**Description of the task:** The response must consist of the records below, copied exactly.

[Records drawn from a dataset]
+-------+
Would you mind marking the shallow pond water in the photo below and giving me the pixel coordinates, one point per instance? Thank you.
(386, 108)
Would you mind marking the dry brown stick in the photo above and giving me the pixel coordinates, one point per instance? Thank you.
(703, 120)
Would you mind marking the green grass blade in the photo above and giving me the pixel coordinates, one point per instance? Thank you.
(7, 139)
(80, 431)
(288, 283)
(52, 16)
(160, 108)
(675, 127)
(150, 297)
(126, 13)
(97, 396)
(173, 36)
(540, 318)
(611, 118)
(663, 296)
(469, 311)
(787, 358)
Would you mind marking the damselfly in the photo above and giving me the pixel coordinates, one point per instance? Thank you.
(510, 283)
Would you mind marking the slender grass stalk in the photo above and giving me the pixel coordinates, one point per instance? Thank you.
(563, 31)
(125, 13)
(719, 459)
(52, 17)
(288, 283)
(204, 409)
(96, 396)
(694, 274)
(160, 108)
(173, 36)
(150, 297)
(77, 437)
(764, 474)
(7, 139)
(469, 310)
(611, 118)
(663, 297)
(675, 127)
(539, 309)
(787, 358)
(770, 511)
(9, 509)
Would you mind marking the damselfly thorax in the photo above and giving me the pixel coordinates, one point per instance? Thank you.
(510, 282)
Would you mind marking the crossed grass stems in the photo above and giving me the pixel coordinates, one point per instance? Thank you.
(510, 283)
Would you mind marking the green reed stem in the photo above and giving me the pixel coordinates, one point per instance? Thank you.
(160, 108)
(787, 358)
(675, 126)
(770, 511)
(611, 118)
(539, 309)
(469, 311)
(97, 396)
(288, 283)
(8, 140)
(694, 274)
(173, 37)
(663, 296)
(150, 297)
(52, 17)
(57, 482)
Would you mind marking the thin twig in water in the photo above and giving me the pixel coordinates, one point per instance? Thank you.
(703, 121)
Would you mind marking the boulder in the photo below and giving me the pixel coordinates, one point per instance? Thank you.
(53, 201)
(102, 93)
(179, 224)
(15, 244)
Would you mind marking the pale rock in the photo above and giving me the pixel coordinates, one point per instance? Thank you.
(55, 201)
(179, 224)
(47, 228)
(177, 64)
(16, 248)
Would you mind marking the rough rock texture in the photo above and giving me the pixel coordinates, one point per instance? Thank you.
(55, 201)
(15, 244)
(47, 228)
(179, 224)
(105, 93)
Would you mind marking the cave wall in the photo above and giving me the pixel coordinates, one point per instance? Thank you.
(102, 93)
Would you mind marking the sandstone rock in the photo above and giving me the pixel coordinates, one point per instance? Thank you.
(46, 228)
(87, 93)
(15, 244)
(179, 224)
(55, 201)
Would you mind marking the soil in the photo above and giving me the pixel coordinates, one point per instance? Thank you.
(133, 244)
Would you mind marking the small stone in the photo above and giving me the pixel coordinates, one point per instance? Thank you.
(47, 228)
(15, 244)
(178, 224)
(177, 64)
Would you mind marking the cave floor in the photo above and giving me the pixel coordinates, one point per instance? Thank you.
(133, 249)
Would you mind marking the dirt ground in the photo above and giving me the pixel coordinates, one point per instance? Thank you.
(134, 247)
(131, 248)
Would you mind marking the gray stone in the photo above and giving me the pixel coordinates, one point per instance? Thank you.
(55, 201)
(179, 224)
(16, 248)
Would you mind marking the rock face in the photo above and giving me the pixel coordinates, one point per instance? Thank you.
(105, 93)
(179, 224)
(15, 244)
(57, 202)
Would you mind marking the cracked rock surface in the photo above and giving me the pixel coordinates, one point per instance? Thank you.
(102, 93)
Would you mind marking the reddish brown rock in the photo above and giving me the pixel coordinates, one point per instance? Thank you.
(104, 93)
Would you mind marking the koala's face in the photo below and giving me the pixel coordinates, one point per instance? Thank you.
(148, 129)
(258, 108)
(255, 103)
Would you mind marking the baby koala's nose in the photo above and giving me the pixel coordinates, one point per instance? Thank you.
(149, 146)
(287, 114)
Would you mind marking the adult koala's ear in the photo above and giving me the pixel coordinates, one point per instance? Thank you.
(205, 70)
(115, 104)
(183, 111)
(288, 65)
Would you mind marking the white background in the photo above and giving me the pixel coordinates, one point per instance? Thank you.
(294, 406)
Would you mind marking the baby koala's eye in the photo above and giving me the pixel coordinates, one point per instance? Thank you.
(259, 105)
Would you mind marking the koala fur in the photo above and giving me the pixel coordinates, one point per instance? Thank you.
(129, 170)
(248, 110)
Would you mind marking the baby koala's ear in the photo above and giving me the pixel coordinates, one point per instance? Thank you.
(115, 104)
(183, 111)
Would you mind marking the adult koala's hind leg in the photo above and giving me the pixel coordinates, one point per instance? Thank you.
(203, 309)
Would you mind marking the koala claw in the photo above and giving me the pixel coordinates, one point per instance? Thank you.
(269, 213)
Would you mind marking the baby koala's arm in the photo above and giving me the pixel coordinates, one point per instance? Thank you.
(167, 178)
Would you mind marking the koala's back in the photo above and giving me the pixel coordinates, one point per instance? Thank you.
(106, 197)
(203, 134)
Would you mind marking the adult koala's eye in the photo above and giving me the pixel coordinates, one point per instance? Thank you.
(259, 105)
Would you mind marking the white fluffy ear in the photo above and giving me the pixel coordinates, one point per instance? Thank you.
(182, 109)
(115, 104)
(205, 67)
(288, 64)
+-------+
**Result below:**
Would you mind marking the shallow pond water in the photo below and giving me the pixel coordinates, one point per instance? Thank you.
(386, 108)
Would you mind marking the dry brown stick in the photo above and giving me the pixel coordinates, one point per instance? Thank you.
(703, 120)
Would you mind marking the green grass blade in the photo above and giving me the pixel coordinates, one point per instance? Thank you.
(7, 139)
(80, 431)
(288, 283)
(52, 16)
(160, 108)
(675, 127)
(150, 297)
(126, 13)
(97, 396)
(173, 36)
(540, 318)
(611, 118)
(663, 296)
(469, 311)
(787, 358)
Would you mind marking the damselfly in the photo above and giving me the pixel coordinates, one point per instance? Thank you.
(510, 283)
Would you mind marking the slender grass stalk in the photo above and giving me the pixel coordinates, one point per instance? Thank you.
(563, 31)
(125, 13)
(719, 459)
(52, 17)
(288, 283)
(204, 409)
(96, 396)
(694, 274)
(160, 108)
(173, 36)
(150, 297)
(77, 437)
(764, 474)
(7, 139)
(469, 310)
(611, 118)
(663, 297)
(675, 127)
(539, 309)
(787, 358)
(770, 511)
(9, 509)
Would you mind marking the damselfly thorax in the photo above and giving me the pixel coordinates, one point per instance? Thank you.
(510, 282)
Would you mind marking the crossed grass stems in the photo above and giving me the pixel coordinates, one point per instance? Thank you.
(510, 283)
Would you mind marking the green reed stem in the photo above and giving me the pixel coordinates, one point per instance? Thank you.
(160, 108)
(787, 358)
(675, 126)
(770, 511)
(611, 118)
(539, 309)
(469, 311)
(97, 396)
(288, 283)
(8, 140)
(694, 274)
(173, 37)
(663, 296)
(150, 297)
(52, 17)
(57, 482)
Would you mind marking the thin twig in water in the photo above and giving me the pixel coordinates, one point per instance? Thank you.
(703, 121)
Would you mind marking the boulder in the photo below and giving me the pixel coordinates, one point per instance? Thank you.
(53, 201)
(102, 93)
(179, 224)
(15, 244)
Would you mind marking the pale rock in the photo above and giving me the pixel coordinates, one point per instance? Thank you.
(55, 201)
(179, 224)
(47, 228)
(177, 64)
(16, 248)
Would you mind marking the rough rock texture in the photo above and giving me the pixel coordinates, one point per instance? Thank you.
(55, 201)
(15, 244)
(47, 228)
(179, 224)
(105, 93)
Would you mind marking the cave wall in the photo above and giving me the pixel coordinates, one point per instance? Thank you.
(102, 93)
Would you mind marking the sandstone rock in the photo above and giving me the pixel coordinates, one point per instance? Thank you.
(46, 228)
(87, 93)
(15, 244)
(179, 224)
(55, 201)
Would you mind marking the soil in the photo above and giving me the pixel coordinates, one point per instance? Thank you.
(133, 244)
Would you mind marking the small stone in the photo above and giving me the pixel coordinates, one point per instance? Thank you.
(47, 228)
(15, 244)
(178, 224)
(177, 64)
Would you mind marking the cave floor in the photo above and giving me the pixel coordinates, one point per instance? Thank you.
(133, 249)
Would you mind marking the dirt ground in the photo above and giving me the pixel coordinates, one point per instance? Thank you.
(134, 247)
(131, 248)
Would you mind marking the gray stone in the photo above and giving me the pixel coordinates, one point per instance? Thank you.
(55, 201)
(179, 224)
(16, 248)
Would you mind marking the rock face in the photo above and giving me the pixel coordinates, one point per instance? Thank you.
(105, 93)
(179, 224)
(15, 244)
(57, 202)
Would you mind marking the cracked rock surface in the photo above and giving me the pixel coordinates, one point per instance? Thank you.
(102, 93)
Would you mind marking the reddish brown rock in the photo above and giving me the pixel coordinates, one point per instance? Thank you.
(104, 93)
Would you mind marking the koala's face in the photo below and giving me the pixel coordinates, one point per instance? Thank you.
(148, 129)
(258, 108)
(255, 103)
Would you mind marking the baby koala's nose in the photo above and giving me the pixel coordinates, one point per instance? Thank you.
(149, 146)
(287, 114)
Would you mind marking the adult koala's ear in the photo above and giving me the pixel coordinates, one point per instance? Thank you.
(205, 70)
(115, 104)
(183, 111)
(288, 65)
Would you mind marking the white background in the photo above and giving me the pixel coordinates, one point per instance? Thank you.
(294, 406)
Would you mind marking the baby koala's eye in the photo above and giving me the pixel coordinates, one point per instance? Thank you.
(259, 105)
Would you mind marking the koala fur in the photo above and giving me the pixel coordinates, one point per instance? Thank you.
(129, 170)
(248, 110)
Would you mind marking the baby koala's ear in the photo above and giving me the pixel coordinates, one point per instance? Thank you.
(115, 104)
(183, 111)
Would you mind marking the adult koala's hind leg in the photo above and giving me the pixel coordinates, one point per instance? Thank you.
(203, 309)
Would you mind marking the koala claw in the photo above and giving me the pixel coordinates, one point per instance? Thank you.
(269, 213)
Would you mind marking the baby koala's arm in the photo above and giving me the pixel coordinates, one point per instance? Thank you.
(167, 178)
Would you mind marking the koala's back in the photo above and giving me the pixel coordinates, one point per instance? Thank you.
(106, 197)
(203, 134)
Would you mind marking the adult koala's eye in the photo above and giving me the pixel coordinates, one point per instance? Thank you.
(259, 105)
Would you mind marking the white fluffy ear in the photo above and giving me the pixel coordinates, one point per instance? Thank you.
(182, 109)
(115, 104)
(205, 67)
(288, 64)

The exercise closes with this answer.